:: Task instructions ::
A: Using the xargs post, say whether each statement agrees with it: (i) the first attempt with xargs -n1 ends in an error about an unmatched single quote; (ii) swapping line feeds for carriage returns still works when the input holds a carriage return; (iii) xargs offers a print0 option. For each, answer yes or no and quote the deciding words.
B: List every command run in the code lines of the xargs post. Leave out the for loop and the variable assignments.

1

I'm having a variable with multiple strings, which can contain multiple lines:

var="foo 'bar baz' 'lorem
ipsum'"

I need all of them as array elements, so my idea was to use xargs -n1 to read every quoted or unquoted string into separate array elements:

mapfile -t arr < <(xargs -n1 <<< "$(echo "$var")" )

But this causes this error:

xargs: unmatched single quote; by default quotes are special to xargs unless you use the -0 option

Finally the only idea I had, was to replace the line feed against a carriage return and restore it afterwards:

# fill array                                  preserve line feed (dirty)
mapfile -t arr < <(xargs -n1 <<< "$(echo "$var" | tr '\n' '\r')" )

# restore line feed
for (( i=0; i<${#arr[@]}; i++ )); do
  arr[i]=$(echo "${arr[$i]}" | tr '\r' '\n')
done

It works:

# for (( i=0; i<${#arr[@]}; i++ )); do echo "index: $i, value: ${arr[$i]}"; done
index: 0, value: foo
index: 1, value: bar baz
index: 2, value: lorem
ipsum

But only as long the input variable does not contain a carriage return.

I assume I need xargs output every result delimited by a null byte and import with mapfile's -d '', but it seems xargs is missing a print0 option (tr '\n' '\0' would manipulate the multi-line string itself).

:: Information shown ::
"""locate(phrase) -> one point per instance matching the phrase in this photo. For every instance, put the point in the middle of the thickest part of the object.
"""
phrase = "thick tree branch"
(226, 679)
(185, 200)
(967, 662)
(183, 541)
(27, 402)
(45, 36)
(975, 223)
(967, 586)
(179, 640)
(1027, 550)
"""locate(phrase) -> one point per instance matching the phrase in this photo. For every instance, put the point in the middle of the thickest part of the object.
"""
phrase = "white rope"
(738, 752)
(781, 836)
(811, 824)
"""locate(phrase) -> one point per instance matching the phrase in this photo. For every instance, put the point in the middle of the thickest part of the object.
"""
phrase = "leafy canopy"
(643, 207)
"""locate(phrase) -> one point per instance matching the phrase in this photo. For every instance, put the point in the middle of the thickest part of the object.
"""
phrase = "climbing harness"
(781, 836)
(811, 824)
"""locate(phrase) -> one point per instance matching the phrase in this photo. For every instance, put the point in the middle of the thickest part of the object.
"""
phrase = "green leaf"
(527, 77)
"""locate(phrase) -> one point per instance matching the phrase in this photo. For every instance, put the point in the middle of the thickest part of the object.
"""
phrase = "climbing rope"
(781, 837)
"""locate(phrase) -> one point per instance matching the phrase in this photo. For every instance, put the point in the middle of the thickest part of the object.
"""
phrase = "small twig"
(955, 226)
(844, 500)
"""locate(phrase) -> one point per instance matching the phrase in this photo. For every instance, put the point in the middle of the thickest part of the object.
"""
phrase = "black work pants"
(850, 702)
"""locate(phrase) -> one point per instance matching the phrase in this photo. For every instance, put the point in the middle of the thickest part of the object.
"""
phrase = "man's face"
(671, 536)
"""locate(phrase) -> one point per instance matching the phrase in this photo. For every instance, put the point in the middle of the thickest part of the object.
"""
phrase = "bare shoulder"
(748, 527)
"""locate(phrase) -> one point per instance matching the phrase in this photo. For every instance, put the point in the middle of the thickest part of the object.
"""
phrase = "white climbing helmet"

:: Answers ::
A:
(i) Yes: "xargs: unmatched single quote"
(ii) No: "But only as long the input variable does not contain a carriage return."
(iii) No: "it seems xargs is missing a print0 option"

B: mapfile, xargs, echo, tr